Present the data as a numbered list, starting at its first line and ending at the line containing "323 166 L 318", with both of those lines included and any blank lines omitted.
= = =
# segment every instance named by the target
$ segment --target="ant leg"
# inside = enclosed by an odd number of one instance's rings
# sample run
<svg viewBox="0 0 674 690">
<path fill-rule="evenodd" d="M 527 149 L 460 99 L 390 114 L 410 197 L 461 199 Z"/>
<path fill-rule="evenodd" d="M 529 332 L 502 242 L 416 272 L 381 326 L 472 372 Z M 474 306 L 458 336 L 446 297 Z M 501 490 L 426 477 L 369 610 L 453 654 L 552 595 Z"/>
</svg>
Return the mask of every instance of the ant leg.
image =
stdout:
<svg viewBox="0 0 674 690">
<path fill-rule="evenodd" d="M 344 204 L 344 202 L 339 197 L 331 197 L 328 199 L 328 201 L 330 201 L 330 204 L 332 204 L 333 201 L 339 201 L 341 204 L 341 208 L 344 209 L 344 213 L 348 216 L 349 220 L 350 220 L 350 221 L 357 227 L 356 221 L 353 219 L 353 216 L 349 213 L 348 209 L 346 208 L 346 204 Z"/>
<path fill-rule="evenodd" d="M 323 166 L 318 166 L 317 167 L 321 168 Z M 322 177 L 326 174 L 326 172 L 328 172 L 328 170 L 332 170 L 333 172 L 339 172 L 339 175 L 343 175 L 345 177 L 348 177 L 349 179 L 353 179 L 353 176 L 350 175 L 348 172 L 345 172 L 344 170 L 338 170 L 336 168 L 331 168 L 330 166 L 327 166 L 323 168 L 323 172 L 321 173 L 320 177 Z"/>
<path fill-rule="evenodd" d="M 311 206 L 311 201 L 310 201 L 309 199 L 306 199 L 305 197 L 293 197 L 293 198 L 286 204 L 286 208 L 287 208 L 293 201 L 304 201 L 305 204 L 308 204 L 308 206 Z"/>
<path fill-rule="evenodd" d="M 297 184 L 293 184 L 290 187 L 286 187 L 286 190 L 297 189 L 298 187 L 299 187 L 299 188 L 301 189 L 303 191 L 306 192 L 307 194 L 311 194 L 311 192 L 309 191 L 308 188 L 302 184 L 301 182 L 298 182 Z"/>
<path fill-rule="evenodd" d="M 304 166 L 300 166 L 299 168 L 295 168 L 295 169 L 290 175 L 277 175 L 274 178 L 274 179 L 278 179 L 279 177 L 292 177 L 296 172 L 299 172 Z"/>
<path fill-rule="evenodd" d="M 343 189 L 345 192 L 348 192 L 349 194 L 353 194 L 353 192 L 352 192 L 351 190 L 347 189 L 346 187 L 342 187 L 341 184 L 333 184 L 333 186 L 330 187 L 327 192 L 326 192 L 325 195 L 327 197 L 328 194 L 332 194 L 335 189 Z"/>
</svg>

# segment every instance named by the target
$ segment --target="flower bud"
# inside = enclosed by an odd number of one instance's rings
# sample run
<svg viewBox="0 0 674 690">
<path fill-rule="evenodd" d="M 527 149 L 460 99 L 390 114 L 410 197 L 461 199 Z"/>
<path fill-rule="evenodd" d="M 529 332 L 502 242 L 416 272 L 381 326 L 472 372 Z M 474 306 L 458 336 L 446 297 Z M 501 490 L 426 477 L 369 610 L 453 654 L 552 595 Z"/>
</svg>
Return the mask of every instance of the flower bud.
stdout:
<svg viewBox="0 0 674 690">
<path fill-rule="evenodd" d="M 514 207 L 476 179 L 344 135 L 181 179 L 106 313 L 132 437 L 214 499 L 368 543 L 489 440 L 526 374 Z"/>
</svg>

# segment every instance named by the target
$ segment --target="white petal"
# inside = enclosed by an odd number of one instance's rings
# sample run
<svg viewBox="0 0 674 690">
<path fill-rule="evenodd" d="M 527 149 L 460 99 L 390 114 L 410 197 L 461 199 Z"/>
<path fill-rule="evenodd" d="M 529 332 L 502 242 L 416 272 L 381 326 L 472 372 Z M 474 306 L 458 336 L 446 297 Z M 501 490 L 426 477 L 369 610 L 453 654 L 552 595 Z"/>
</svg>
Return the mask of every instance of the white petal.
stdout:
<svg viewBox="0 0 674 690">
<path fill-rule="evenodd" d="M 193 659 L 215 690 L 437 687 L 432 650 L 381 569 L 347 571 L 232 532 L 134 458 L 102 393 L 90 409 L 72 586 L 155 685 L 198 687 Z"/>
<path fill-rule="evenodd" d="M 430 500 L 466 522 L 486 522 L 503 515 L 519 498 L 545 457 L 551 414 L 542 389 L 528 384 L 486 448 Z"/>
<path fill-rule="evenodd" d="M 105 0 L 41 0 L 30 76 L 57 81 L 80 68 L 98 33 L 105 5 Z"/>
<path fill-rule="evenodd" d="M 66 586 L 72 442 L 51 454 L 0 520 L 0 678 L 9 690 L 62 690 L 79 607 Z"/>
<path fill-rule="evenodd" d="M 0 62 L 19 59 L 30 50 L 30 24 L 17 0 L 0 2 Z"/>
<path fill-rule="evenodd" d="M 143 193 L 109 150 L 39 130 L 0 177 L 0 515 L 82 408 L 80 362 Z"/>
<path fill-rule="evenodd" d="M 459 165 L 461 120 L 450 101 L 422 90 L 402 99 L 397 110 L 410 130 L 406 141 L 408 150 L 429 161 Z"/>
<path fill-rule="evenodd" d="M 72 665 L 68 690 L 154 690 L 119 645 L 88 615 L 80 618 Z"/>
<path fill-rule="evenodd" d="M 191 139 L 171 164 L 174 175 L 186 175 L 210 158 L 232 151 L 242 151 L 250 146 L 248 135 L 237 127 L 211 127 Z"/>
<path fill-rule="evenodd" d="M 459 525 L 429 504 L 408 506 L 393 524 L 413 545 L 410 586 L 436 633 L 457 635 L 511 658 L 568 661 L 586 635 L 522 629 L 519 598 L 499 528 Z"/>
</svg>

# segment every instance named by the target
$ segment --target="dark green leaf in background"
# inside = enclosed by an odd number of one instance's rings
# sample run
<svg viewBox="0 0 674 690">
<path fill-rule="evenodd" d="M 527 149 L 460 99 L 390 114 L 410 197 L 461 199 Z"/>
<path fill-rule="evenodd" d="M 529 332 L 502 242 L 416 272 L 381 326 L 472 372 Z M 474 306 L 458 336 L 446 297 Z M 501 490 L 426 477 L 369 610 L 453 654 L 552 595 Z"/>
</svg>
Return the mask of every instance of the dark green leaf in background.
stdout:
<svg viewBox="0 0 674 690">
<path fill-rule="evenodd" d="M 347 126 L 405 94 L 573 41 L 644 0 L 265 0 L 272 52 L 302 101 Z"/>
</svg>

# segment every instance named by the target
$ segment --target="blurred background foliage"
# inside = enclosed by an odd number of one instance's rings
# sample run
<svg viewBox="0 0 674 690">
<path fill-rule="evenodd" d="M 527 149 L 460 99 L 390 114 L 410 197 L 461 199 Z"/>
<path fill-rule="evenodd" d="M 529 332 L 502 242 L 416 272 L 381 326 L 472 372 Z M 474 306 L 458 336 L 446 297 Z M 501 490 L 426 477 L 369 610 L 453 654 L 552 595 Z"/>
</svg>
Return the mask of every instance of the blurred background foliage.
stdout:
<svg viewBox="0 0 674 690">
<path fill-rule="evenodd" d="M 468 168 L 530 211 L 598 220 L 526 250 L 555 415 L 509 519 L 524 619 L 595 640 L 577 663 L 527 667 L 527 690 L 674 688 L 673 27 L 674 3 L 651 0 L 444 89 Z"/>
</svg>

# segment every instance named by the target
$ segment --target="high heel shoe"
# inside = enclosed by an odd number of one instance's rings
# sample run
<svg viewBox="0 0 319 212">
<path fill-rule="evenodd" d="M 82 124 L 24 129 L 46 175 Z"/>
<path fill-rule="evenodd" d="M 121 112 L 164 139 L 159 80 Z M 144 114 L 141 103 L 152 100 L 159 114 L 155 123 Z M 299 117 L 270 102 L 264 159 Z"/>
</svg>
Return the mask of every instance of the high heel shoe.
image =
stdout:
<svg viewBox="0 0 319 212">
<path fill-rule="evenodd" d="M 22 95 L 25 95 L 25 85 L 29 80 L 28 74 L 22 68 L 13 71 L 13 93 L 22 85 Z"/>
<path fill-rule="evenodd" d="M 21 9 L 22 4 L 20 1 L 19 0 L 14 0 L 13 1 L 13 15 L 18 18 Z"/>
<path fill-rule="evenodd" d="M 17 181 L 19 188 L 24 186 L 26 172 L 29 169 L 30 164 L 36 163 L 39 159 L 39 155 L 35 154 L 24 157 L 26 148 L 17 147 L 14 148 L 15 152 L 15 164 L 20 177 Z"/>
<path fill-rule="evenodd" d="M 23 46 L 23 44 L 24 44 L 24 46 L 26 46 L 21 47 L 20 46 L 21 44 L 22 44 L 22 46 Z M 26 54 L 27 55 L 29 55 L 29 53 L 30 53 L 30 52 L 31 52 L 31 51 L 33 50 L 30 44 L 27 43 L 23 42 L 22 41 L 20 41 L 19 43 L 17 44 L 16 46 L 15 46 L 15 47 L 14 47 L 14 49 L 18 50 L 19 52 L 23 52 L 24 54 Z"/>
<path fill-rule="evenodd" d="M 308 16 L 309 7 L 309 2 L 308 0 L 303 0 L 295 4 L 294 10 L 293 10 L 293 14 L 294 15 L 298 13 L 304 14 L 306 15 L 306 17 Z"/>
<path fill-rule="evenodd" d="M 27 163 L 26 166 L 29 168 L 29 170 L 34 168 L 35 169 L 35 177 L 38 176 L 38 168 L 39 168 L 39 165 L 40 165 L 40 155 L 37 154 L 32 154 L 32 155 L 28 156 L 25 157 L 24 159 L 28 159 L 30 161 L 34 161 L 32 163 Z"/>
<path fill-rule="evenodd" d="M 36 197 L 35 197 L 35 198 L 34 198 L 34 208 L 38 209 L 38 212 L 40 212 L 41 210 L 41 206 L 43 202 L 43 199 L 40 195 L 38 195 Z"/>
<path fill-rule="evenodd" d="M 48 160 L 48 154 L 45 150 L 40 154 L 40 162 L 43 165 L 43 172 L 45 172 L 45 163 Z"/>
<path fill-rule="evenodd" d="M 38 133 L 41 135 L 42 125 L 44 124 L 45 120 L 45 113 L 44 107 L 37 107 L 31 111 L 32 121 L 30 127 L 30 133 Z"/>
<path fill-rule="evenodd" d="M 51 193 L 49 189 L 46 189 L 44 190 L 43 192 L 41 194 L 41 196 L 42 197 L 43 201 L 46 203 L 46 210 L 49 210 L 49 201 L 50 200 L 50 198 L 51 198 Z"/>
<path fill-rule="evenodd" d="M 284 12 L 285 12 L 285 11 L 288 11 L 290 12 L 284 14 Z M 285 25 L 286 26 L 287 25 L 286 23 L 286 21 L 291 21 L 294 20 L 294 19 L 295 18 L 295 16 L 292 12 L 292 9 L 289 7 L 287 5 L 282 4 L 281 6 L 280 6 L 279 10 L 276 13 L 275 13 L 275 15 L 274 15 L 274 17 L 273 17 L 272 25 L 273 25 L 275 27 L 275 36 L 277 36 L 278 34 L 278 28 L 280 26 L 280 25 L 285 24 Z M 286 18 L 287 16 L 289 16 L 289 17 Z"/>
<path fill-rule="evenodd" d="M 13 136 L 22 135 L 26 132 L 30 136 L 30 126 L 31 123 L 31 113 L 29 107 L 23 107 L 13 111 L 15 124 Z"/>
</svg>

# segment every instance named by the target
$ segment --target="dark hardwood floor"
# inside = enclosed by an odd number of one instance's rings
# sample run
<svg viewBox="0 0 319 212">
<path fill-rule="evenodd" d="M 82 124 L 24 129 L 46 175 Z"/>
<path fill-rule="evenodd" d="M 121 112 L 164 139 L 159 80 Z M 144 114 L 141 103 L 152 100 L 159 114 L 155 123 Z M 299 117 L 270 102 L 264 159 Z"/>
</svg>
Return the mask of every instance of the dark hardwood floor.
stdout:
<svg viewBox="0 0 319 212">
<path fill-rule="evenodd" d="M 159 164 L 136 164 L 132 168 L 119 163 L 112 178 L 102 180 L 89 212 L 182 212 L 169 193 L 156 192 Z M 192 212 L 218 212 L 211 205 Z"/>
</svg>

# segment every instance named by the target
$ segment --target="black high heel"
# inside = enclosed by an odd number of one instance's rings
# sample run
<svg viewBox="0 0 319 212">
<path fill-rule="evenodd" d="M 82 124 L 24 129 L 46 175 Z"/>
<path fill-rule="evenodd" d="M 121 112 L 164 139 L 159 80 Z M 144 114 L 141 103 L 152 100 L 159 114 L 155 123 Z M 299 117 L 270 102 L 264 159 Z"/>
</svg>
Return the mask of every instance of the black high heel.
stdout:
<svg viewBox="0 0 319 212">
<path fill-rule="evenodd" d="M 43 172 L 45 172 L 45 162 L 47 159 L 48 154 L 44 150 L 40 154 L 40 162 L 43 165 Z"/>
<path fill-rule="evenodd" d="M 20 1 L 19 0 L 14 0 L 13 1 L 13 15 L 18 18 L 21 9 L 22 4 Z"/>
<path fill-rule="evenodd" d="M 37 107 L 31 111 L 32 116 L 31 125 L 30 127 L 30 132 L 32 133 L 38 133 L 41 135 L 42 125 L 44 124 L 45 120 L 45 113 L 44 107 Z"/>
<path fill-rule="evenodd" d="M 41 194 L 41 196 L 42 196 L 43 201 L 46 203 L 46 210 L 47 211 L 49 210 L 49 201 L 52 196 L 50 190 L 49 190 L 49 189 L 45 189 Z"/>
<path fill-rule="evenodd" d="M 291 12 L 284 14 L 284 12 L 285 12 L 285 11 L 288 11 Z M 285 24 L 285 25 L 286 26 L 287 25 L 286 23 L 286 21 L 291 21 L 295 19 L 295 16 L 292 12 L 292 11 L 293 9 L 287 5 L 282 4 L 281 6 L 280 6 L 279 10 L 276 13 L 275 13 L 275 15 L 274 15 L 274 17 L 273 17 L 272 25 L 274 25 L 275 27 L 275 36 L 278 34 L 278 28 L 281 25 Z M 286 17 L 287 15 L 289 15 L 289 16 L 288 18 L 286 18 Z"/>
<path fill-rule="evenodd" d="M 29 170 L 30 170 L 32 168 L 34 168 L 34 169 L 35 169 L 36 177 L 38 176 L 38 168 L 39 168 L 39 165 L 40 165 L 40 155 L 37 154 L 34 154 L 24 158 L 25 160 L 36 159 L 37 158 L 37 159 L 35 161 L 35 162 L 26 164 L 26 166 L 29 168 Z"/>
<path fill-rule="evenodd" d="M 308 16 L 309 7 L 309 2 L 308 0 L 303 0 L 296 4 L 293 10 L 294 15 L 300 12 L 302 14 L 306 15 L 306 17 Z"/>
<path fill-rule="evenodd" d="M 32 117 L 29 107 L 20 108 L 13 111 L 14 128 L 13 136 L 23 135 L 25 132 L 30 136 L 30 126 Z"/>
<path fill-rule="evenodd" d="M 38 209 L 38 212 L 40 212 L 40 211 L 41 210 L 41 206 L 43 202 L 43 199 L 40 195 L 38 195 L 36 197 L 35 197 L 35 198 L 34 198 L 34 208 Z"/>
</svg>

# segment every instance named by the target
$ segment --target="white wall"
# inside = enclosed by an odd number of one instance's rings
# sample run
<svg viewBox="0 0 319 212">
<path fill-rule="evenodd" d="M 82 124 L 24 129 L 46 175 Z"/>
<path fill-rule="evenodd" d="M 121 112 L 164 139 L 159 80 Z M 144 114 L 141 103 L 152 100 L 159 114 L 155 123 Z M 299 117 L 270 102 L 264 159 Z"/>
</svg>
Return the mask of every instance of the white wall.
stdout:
= = =
▶ **Result for this exercise**
1. # segment every instance named by the target
2. $ segment --target="ant leg"
3. # inside = enclosed by an odd number of one instance's rings
4. # sample run
5. <svg viewBox="0 0 674 690">
6. <path fill-rule="evenodd" d="M 527 149 L 460 99 L 390 114 L 410 197 L 461 199 Z"/>
7. <path fill-rule="evenodd" d="M 529 332 L 502 242 L 416 272 L 381 326 L 472 372 Z M 474 306 L 458 336 L 446 297 Z M 501 490 L 426 477 L 369 610 L 453 654 L 552 595 Z"/>
8. </svg>
9. Return the mask of every instance of the ant leg.
10. image =
11. stdout:
12. <svg viewBox="0 0 674 690">
13. <path fill-rule="evenodd" d="M 344 204 L 344 202 L 339 197 L 331 197 L 328 199 L 328 201 L 330 201 L 330 204 L 332 204 L 333 201 L 339 201 L 341 204 L 341 208 L 344 209 L 344 213 L 348 216 L 349 220 L 350 220 L 350 221 L 357 227 L 356 221 L 353 219 L 353 216 L 349 213 L 348 209 L 346 208 L 346 204 Z"/>
14. <path fill-rule="evenodd" d="M 323 166 L 318 166 L 317 167 L 321 168 Z M 322 177 L 326 174 L 326 172 L 328 172 L 328 170 L 332 170 L 333 172 L 339 172 L 339 175 L 343 175 L 345 177 L 348 177 L 349 179 L 353 179 L 353 176 L 350 175 L 348 172 L 345 172 L 344 170 L 338 170 L 336 168 L 331 168 L 330 166 L 327 166 L 323 168 L 323 172 L 321 173 L 320 177 Z"/>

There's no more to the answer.